[START TEXT PASSAGE]

Q & A with organizer Steve Cooker
Q: Everybody sure has fun at these Baby Boomer Shindigs at the Black Horse, don’t they?
Cooker: Yes. People come in from coast to coast. Some plan their vacations around it.
Q: When did you, personally, start playing guitar?
Cooker: Bill Kozlowski’s older brother left an old folk guitar laying around; when we were kids I figured out how to play the theme song to a TV show called “Peter Gunn” on one string on that guitar. Then in ‘66 my step dad, Bob Jacobson, having played in the Air Force band, saw my desire then bought me a Sears Silvertone guitar for my 13th birthday out of the catalog. The single most important event in my life, bar none.
Q: When did you first play professionally?
Cooker: Ninth grade school dances at the old Winona High. Our band got $25 — $5 bucks apiece. I had “arrived.”
In ‘68 they held dances at the school almost every Friday night. Boys and girls danced, (if the boys were bold enough to ask a girl). It wasn’t easy at 14 or 15.... Her response could be devastating. She might say “no.” That age is essential for dating skills.

[END TEXT PASSAGE]
[START SUPPLIED ENTRIES]

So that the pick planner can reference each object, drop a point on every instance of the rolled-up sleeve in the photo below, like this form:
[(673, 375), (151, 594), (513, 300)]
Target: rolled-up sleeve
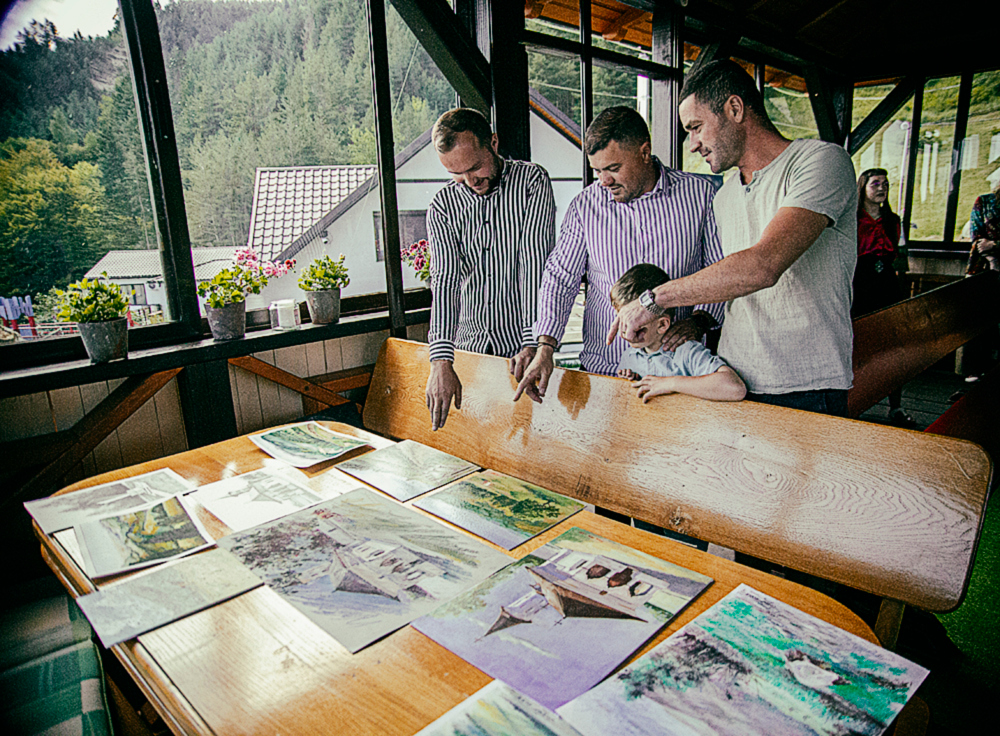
[(536, 244), (446, 284), (561, 280)]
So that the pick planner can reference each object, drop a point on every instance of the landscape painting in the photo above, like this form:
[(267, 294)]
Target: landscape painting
[(500, 508), (361, 566), (752, 665), (305, 444), (557, 621), (71, 509), (255, 498), (151, 599), (499, 710), (140, 538), (407, 469)]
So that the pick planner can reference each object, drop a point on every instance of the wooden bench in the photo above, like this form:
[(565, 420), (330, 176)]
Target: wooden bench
[(888, 511)]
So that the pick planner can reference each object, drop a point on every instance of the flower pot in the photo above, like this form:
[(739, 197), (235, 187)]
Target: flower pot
[(105, 340), (324, 306), (228, 322)]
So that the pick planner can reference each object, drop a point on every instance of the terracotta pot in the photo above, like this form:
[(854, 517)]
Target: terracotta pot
[(324, 306), (105, 340), (228, 322)]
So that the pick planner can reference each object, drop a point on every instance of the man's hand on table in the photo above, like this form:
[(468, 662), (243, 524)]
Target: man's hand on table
[(442, 386), (520, 362), (536, 378)]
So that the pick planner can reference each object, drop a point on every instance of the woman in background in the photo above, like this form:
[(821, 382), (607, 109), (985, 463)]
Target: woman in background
[(875, 282)]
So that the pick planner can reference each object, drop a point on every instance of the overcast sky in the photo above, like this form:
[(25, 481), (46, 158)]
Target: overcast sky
[(90, 17)]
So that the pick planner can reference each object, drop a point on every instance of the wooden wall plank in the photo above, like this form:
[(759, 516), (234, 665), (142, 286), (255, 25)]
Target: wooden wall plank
[(250, 407), (235, 389), (270, 401), (108, 454), (170, 419), (334, 355)]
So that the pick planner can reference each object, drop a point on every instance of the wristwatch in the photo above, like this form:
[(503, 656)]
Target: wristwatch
[(648, 301)]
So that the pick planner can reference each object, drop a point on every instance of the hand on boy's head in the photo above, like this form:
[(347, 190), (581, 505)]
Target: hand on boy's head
[(682, 332)]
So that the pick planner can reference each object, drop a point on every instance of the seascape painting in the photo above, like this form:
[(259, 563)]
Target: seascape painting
[(361, 566), (407, 469), (89, 504), (151, 599), (752, 665), (305, 444), (500, 508), (499, 710), (557, 621), (255, 498), (140, 538)]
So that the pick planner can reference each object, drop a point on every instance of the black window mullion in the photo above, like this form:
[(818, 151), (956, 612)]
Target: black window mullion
[(586, 84), (379, 53), (149, 83), (961, 125), (911, 156)]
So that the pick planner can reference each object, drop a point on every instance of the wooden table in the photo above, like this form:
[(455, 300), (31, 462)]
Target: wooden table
[(256, 665)]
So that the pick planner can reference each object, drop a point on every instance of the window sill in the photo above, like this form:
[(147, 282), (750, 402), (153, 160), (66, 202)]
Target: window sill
[(21, 381)]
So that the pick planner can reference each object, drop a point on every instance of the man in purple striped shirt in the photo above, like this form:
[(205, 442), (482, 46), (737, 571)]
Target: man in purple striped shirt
[(638, 211)]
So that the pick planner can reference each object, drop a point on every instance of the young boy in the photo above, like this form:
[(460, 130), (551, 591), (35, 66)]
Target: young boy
[(690, 369)]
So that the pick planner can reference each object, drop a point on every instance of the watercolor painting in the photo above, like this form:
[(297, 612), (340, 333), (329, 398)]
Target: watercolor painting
[(407, 469), (556, 622), (89, 504), (500, 508), (255, 498), (305, 444), (499, 710), (140, 538), (752, 665), (361, 566), (152, 599)]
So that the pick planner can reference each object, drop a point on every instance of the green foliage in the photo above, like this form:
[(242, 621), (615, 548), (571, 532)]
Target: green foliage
[(325, 273), (92, 301)]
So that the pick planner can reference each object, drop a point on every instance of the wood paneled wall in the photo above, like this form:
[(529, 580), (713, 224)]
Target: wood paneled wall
[(157, 429)]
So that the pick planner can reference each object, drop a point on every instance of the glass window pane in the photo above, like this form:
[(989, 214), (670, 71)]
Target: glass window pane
[(981, 148), (933, 171), (787, 102), (887, 150), (866, 98), (74, 194), (273, 110)]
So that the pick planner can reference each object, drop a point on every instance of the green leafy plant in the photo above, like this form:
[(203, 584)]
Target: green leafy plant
[(91, 300), (247, 275), (325, 273)]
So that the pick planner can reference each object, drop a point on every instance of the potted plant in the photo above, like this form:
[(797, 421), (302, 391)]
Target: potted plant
[(418, 255), (225, 294), (99, 308), (322, 282)]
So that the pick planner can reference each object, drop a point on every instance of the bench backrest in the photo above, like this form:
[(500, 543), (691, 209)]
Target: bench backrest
[(898, 343), (892, 512)]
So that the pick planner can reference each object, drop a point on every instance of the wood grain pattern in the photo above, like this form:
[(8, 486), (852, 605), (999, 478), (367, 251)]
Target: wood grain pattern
[(254, 665), (896, 344), (889, 511)]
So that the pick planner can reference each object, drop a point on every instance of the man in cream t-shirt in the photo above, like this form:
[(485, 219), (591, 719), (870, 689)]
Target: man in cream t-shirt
[(788, 226)]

[END SUPPLIED ENTRIES]

--- PROBLEMS TO SOLVE ---
1) In the interview with Steve Cooker, what guitar did his stepfather buy him for his 13th birthday?
2) Transcribe the part of the interview starting with "Cooker: Yes. People" and going on through "first play professionally?".
You don't need the records for this.

--- RESULTS ---
1) A Sears Silvertone guitar from the catalog.

2)
Cooker: Yes. People come in from coast to coast. Some plan their vacations around it.
Q: When did you, personally, start playing guitar?
Cooker: Bill Kozlowski’s older brother left an old folk guitar laying around; when we were kids I figured out how to play the theme song to a TV show called “Peter Gunn” on one string on that guitar. Then in ‘66 my step dad, Bob Jacobson, having played in the Air Force band, saw my desire then bought me a Sears Silvertone guitar for my 13th birthday out of the catalog. The single most important event in my life, bar none.
Q: When did you first play professionally?